== What you need to do ==
Continue the passage about the Cambridge schoolmaster Corlet from where it stops.

== Excerpted text ==
In his Magnalia Christi Americana, Mather wrote of Corlet:...that memorable old school-master in Cambridge, from whose education our colledge and country has received so many of its worthy men, that he is himself worthy to have his name celebrated in no less a paragraph of our church history...Corlet helped Mather manage his stammer, a stammer which Mather thought threatened to prevent him from becoming a preacher like his father and grandfather. Corlet advised Mather to speak in "a very Deliberate way of Speaking; a Drawling that shall be little short of Singing". This has been cited as an early example of speech-language pathology in America.

Corlet also taught a number of Native American students at his school, including possibly Caleb Cheeshahteaumuck and Joel Iacoomes, both of whom went on to Harvard.

Stored data:
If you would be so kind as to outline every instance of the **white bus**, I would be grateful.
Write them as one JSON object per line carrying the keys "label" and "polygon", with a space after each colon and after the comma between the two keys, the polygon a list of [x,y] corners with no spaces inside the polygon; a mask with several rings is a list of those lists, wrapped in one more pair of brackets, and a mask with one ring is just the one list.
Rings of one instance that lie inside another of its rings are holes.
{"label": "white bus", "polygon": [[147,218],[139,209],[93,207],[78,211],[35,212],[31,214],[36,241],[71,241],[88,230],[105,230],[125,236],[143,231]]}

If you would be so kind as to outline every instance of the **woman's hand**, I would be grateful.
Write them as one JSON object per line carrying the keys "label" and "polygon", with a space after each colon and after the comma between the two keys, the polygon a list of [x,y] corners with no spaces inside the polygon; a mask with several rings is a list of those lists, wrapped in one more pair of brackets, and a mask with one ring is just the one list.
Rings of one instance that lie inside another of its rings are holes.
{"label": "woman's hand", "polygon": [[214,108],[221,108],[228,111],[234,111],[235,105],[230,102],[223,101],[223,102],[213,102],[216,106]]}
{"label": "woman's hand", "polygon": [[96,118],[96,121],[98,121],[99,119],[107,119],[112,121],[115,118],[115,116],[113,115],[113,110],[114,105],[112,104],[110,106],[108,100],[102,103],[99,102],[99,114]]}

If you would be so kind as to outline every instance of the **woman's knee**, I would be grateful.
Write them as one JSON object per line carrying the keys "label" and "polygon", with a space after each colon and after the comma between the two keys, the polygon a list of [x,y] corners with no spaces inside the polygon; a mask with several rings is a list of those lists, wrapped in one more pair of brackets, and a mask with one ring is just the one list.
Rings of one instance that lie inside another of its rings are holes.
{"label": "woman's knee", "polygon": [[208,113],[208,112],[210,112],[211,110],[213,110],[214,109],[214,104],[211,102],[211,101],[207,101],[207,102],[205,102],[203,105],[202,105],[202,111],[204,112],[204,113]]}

== Output ==
==Later life and death==
Corlet taught at the school until his death in 1687. He was the subject of a blank verse elegy by Nehemiah Walter (1663–1750), who was frequently employed by Corlet to run the school when he was absent.

Corlet married Barbara Cutter around 1643. He was made a freeman in 1645. His son Ammi Ruhamah Corlet graduated from Harvard in 1670 and died of smallpox on February 1, 1679.

== Legacy ==
Corlet is portrayed in Geraldine Brooks' book of historical fiction Caleb's Crossing.